Researchers at the University of Pennsylvania’s School of Engineering and Applied Science (Penn Engineering) have discovered alarming security flaws in AI robots.

The study, funded by the National Science Foundation and the Army Research Laboratory, focused on the integration of large language models (LLMs) in robotics. The findings reveal that a wide variety of AI robots can be easily manipulated or hacked, potentially leading to dangerous consequences.

George Pappas, UPS Foundation Professor at Penn Engineering, said: “Our work shows that, at this moment, large language models are just not safe enough when integrated with the physical world.”

The research team developed an algorithm called RoboPAIR, which achieved a 100% “jailbreak” rate in just days. This algorithm successfully bypassed safety guardrails in three different robotic systems: the Unitree Go2 quadruped robot, the Clearpath Robotics Jackal wheeled vehicle, and the Dolphin LLM self-driving simulator by NVIDIA.

Particularly concerning was the vulnerability of OpenAI’s ChatGPT, which governs the first two systems. The researchers demonstrated that by bypassing safety protocols, a self-driving system could be manipulated to speed through crosswalks.

(Credit: Alexander Robey, Zachary Ravichandran, Vijay Kumar, Hamed Hassani, George J. Pappas)

Alexander Robey, a recent Penn Engineering Ph.D. graduate and the paper’s first author, emphasises the importance of identifying these weaknesses: “What is important to underscore here is that systems become safer when you find their weaknesses. This is true for cybersecurity. This is also true for AI safety.”

The researchers argue that addressing this problem requires more than a simple software patch. Instead, they call for a comprehensive reevaluation of how AI integration into robotics and other physical systems is regulated.

Vijay Kumar, Nemirovsky Family Dean of Penn Engineering and a coauthor of the study, commented: “We must address intrinsic vulnerabilities before deploying AI-enabled robots in the real world. Indeed our research is developing a framework for verification and validation that ensures only actions that conform to social norms can — and should — be taken by robotic systems.”

Prior to the study’s public release, Penn Engineering informed the affected companies about their system vulnerabilities. The researchers are now collaborating with these manufacturers to use their findings as a framework for advancing the testing and validation of AI safety protocols.

Additional co-authors include Hamed Hassani, Associate Professor at Penn Engineering and Wharton, and Zachary Ravichandran, a doctoral student in the General Robotics, Automation, Sensing and Perception (GRASP) Laboratory.

★ ★ ★ ★ ★

SET OF TASKS:
(1) Reproduce the article on AI robot security flaws from "Vijay Kumar, Nemirovsky" down to "AI safety protocols.", word for word.
(2) According to the article on AI robot security flaws, what "jailbreak" rate did the RoboPAIR algorithm achieve?

DATA EXCERPTS:
★ ★ ★ ★ ★

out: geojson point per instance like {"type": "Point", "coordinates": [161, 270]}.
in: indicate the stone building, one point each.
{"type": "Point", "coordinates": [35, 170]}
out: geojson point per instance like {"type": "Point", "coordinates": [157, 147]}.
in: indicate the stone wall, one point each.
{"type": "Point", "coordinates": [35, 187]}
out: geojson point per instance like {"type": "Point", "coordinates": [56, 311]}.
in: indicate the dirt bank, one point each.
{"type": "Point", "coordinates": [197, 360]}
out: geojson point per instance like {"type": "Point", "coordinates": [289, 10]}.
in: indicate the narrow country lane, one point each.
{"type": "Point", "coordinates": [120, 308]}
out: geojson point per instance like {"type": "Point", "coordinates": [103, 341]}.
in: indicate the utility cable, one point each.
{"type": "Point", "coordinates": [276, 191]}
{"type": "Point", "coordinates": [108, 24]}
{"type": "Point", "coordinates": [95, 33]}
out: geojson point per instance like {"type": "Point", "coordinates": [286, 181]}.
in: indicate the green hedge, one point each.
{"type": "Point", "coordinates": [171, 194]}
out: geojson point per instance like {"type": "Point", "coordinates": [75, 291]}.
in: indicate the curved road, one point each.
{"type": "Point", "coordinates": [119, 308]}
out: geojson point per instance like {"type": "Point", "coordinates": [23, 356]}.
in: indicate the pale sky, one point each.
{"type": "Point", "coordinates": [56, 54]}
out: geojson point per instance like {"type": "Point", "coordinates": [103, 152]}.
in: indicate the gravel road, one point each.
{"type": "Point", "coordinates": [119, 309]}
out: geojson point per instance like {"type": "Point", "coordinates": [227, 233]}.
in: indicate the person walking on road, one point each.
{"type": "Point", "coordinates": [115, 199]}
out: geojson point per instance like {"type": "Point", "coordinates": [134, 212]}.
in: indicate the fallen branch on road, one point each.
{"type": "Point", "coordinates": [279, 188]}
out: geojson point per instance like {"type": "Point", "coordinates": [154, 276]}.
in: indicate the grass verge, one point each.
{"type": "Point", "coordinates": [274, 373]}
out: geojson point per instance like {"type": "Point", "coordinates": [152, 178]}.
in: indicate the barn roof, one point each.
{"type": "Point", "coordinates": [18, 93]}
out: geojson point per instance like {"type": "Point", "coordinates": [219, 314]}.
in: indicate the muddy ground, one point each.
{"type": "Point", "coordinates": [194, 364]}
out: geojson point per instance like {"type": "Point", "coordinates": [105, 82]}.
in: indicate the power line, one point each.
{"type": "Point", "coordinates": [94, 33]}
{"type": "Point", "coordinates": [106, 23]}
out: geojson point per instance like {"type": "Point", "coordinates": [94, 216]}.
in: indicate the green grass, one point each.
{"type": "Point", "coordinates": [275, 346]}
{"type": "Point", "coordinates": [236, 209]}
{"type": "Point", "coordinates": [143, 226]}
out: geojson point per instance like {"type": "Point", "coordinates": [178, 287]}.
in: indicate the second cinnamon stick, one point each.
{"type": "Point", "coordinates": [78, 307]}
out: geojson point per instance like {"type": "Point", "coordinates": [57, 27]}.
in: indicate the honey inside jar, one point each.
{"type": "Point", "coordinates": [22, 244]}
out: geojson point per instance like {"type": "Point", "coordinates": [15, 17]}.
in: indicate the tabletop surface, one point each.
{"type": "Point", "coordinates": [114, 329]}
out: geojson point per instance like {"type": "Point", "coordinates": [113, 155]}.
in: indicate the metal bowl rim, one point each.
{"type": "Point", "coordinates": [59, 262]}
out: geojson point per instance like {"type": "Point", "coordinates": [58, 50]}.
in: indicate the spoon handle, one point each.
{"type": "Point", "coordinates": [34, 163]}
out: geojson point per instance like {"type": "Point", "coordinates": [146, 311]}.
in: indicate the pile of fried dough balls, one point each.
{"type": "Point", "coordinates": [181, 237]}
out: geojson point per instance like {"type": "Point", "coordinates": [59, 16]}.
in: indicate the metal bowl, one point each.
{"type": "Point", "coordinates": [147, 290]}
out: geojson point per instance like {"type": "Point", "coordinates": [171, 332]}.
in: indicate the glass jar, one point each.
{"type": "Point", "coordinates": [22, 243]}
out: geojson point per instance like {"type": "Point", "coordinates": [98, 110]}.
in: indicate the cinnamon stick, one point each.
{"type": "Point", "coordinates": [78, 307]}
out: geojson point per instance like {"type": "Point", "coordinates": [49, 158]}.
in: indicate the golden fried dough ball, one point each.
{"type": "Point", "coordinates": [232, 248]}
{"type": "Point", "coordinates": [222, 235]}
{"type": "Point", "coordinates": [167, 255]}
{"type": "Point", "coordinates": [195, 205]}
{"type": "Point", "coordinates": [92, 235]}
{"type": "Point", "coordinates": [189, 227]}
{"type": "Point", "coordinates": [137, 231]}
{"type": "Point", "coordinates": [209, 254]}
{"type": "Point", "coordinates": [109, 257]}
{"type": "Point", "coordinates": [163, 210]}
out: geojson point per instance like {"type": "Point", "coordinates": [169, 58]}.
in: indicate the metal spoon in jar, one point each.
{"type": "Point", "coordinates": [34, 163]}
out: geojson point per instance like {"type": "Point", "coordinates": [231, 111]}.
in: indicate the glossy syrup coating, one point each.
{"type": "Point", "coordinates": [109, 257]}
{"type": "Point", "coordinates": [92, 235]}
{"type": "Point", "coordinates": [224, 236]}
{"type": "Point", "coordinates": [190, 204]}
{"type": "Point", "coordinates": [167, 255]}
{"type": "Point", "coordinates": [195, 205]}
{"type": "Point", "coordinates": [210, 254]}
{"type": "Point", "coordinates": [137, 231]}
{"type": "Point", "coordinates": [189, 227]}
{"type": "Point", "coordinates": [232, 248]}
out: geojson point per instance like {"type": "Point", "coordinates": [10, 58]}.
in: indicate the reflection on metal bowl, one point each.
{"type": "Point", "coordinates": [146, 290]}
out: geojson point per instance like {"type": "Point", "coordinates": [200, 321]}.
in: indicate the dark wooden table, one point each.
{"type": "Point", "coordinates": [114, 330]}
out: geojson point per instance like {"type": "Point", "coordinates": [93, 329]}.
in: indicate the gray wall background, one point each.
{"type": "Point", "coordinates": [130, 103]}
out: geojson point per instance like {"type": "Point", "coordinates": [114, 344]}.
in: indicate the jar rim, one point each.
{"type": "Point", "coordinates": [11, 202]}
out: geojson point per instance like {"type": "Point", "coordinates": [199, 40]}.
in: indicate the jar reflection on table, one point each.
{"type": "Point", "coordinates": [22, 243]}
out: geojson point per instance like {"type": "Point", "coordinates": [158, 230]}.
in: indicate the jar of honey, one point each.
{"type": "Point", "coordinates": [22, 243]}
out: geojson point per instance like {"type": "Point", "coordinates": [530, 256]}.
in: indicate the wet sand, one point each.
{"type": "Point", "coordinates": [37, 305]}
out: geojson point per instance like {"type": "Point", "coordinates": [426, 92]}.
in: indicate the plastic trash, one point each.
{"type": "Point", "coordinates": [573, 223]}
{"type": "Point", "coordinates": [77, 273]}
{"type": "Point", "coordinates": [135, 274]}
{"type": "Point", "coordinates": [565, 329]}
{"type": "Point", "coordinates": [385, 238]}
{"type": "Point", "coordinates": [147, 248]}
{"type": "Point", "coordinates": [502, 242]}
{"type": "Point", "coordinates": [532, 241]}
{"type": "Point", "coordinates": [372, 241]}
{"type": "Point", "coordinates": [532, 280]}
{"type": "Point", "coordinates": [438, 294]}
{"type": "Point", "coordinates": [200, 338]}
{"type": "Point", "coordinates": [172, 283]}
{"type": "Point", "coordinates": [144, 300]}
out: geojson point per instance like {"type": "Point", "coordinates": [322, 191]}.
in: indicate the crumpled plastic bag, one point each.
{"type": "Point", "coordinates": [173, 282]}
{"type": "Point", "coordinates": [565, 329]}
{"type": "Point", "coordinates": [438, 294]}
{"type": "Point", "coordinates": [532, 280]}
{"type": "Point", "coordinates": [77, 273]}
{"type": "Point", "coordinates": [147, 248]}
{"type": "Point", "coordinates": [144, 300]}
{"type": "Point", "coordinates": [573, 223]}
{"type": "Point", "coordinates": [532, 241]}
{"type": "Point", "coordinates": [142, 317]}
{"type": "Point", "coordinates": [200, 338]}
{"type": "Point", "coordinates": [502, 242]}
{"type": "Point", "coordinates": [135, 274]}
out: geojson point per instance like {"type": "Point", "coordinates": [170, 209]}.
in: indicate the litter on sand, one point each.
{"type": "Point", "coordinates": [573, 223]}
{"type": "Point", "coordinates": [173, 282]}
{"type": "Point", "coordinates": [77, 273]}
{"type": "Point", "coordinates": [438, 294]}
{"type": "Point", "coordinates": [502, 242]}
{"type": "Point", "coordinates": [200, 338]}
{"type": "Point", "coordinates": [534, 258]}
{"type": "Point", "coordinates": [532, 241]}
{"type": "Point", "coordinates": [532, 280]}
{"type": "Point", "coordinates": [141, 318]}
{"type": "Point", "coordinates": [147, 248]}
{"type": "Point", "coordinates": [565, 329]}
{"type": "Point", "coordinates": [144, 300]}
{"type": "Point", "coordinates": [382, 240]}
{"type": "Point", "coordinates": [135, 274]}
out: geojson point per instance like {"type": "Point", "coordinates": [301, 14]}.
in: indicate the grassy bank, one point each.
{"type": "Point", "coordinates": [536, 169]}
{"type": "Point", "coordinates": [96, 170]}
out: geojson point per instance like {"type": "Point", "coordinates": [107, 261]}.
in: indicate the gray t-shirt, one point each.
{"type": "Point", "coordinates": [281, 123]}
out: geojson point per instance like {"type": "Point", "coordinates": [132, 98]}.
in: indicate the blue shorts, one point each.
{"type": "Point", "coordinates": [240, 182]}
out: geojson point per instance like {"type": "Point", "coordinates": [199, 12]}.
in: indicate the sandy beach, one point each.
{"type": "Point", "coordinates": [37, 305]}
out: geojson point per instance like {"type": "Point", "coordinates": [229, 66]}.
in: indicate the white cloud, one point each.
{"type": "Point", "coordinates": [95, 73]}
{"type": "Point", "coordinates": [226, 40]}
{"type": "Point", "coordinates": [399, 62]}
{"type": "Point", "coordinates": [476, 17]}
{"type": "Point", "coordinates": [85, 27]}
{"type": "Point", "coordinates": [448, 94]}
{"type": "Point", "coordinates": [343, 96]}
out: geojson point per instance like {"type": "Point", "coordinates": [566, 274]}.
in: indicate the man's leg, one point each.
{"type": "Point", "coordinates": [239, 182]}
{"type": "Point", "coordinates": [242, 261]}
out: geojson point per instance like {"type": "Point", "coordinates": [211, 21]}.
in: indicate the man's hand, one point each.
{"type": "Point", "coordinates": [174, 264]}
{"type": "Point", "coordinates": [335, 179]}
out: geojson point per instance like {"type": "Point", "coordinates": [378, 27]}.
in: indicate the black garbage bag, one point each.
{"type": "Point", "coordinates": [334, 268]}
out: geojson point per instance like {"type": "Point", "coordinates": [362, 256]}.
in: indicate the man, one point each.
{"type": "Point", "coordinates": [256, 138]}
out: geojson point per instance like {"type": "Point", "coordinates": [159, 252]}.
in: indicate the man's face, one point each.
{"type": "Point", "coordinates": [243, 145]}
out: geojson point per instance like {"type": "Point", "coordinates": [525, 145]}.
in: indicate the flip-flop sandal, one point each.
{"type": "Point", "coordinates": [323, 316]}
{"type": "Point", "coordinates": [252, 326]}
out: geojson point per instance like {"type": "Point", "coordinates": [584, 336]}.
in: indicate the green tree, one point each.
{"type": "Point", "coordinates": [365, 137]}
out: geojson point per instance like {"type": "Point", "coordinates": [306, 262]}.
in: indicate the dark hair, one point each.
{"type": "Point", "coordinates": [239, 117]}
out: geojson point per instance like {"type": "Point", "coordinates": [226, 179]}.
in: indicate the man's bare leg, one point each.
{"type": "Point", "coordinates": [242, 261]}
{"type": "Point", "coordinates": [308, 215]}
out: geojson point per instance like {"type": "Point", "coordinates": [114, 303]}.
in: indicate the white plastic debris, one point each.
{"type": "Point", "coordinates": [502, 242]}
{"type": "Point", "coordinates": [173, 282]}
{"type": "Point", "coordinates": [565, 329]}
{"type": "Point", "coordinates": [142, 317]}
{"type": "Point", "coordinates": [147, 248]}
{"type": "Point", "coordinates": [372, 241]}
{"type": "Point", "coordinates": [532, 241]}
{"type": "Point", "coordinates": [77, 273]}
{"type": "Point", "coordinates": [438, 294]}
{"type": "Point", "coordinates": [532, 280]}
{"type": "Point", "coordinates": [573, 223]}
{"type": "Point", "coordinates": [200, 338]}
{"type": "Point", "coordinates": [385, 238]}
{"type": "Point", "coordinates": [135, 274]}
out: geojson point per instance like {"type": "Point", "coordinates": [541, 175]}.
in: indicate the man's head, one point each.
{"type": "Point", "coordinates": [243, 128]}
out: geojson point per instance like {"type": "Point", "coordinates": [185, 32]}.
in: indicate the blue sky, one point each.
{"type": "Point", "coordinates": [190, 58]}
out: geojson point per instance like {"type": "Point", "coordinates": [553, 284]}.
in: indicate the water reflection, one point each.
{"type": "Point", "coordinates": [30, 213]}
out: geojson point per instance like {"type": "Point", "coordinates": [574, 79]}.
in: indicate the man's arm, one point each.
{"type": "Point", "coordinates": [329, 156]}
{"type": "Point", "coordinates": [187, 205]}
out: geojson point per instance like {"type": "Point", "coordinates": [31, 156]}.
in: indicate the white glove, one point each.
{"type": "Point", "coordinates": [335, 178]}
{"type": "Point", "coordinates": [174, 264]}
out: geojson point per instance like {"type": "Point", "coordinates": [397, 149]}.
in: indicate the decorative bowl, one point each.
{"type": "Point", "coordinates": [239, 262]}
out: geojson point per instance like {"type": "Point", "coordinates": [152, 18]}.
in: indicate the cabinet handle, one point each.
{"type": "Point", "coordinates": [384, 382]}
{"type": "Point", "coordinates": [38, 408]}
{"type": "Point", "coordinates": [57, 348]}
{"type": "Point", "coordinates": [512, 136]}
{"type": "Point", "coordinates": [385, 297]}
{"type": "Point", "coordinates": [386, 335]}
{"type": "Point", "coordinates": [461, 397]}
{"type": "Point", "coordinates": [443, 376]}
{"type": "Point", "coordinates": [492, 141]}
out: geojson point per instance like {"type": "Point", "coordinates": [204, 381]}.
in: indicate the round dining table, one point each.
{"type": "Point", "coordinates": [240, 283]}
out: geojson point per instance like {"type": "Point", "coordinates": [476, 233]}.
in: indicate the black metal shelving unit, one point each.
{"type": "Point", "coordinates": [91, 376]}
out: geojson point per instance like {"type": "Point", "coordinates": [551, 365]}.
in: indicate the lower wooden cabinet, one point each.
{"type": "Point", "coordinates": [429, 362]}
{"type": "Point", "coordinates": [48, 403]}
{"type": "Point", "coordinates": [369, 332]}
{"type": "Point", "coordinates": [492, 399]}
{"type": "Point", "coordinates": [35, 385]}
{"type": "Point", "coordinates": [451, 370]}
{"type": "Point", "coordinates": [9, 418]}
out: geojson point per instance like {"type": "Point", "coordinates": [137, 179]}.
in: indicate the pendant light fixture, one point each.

★ ★ ★ ★ ★

ANSWERS:
(1)
Vijay Kumar, Nemirovsky Family Dean of Penn Engineering and a coauthor of the study, commented: “We must address intrinsic vulnerabilities before deploying AI-enabled robots in the real world. Indeed our research is developing a framework for verification and validation that ensures only actions that conform to social norms can — and should — be taken by robotic systems.”

Prior to the study’s public release, Penn Engineering informed the affected companies about their system vulnerabilities. The researchers are now collaborating with these manufacturers to use their findings as a framework for advancing the testing and validation of AI safety protocols.

(2) A 100% jailbreak rate.